Document extract:
***

Vantage Point: A valentine for Susan Sontag
BY KENNELL JACKSON
When, on Dec. 28, I saw the first Associated Press announcement that Susan Sontag had died, I became worried. My worry took the form of a question. Would American newspapers make as much of her intellectual career as the world press, led by partisans of French postmodernism, had made of the death of French philosopher-critic Jacques Derrida, who died on Oct. 8? I have nothing against the French. I am not a "Freedom Fries" person. But curiously, it mattered to me that we equal his homage.
My hope was that Susan Sontag would get the best in commentary, plus some delicious gossip to cut through the excessive sentimentality that would be poured on her. My hope had a sharper point as well. Undoubtedly, Derrida was important. Deconstruction, his method of close reading texts, often subverting them, has been a boon to many scholars. Still, having read several of his essays, I thought of him as an obfuscator. Maybe this was not Derrida's intention but was caused by the narrow intellectual crawl spaces he was trying to negotiate.

***

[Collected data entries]
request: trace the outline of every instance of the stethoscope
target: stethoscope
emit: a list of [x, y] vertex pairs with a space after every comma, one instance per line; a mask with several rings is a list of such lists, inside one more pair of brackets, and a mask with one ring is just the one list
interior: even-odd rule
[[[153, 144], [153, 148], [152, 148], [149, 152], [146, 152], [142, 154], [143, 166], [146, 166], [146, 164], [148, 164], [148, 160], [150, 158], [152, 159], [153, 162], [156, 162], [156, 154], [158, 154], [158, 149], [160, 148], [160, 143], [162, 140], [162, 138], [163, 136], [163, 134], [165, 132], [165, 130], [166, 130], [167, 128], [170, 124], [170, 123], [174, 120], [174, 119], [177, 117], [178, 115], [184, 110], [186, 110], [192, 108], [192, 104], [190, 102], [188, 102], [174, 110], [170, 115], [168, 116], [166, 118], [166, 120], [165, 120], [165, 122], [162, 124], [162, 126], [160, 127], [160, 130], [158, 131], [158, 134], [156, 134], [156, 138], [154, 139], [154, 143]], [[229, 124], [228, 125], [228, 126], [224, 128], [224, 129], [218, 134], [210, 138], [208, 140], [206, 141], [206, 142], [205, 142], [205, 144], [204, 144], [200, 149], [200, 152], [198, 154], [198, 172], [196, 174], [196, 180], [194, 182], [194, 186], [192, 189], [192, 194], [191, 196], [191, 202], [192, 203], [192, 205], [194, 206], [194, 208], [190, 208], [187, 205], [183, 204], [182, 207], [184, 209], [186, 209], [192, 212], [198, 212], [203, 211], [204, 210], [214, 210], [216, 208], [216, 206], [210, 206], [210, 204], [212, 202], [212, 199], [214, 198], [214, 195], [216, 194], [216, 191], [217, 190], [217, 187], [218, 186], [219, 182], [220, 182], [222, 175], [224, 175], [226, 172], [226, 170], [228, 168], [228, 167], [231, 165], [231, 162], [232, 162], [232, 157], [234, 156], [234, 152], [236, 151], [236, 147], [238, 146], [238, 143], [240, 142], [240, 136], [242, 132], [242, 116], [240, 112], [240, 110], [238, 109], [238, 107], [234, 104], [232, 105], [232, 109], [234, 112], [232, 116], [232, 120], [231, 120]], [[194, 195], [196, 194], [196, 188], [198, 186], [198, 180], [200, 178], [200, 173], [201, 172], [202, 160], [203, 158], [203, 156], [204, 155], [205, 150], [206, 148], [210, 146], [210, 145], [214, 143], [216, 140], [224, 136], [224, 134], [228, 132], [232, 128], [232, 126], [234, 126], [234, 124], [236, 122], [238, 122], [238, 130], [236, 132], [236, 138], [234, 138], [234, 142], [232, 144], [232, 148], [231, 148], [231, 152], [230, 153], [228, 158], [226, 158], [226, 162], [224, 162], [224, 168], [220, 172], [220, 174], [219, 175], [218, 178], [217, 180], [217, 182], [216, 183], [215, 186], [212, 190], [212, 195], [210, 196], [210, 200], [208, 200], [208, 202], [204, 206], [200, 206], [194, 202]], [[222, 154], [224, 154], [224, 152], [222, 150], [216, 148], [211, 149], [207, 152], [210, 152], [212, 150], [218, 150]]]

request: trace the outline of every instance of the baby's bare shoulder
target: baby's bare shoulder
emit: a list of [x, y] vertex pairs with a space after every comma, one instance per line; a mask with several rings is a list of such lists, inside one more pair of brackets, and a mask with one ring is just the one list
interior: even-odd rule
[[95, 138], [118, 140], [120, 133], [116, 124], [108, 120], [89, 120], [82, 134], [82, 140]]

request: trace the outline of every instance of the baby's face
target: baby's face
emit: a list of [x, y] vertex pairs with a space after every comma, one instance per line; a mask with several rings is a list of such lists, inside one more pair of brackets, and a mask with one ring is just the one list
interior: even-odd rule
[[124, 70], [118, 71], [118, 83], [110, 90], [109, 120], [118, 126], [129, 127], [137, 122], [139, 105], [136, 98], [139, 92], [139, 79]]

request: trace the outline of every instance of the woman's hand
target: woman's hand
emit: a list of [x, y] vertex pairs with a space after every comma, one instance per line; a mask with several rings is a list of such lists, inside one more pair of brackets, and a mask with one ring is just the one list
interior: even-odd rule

***

Work task 1: Retype the Sontag essay from "My hope was" to "trying to negotiate.".
Work task 2:
Answer these questions from the Sontag essay:
(a) Whose announcement of Susan Sontag's death did the writer first see?
(b) On what date did Jacques Derrida die?
(c) What name does the essay give to Derrida's method of close reading texts?
These rows have no connection to the Sontag essay.

Final answer 1:
My hope was that Susan Sontag would get the best in commentary, plus some delicious gossip to cut through the excessive sentimentality that would be poured on her. My hope had a sharper point as well. Undoubtedly, Derrida was important. Deconstruction, his method of close reading texts, often subverting them, has been a boon to many scholars. Still, having read several of his essays, I thought of him as an obfuscator. Maybe this was not Derrida's intention but was caused by the narrow intellectual crawl spaces he was trying to negotiate.

Final answer 2:
(a) The Associated Press
(b) Oct. 8
(c) Deconstruction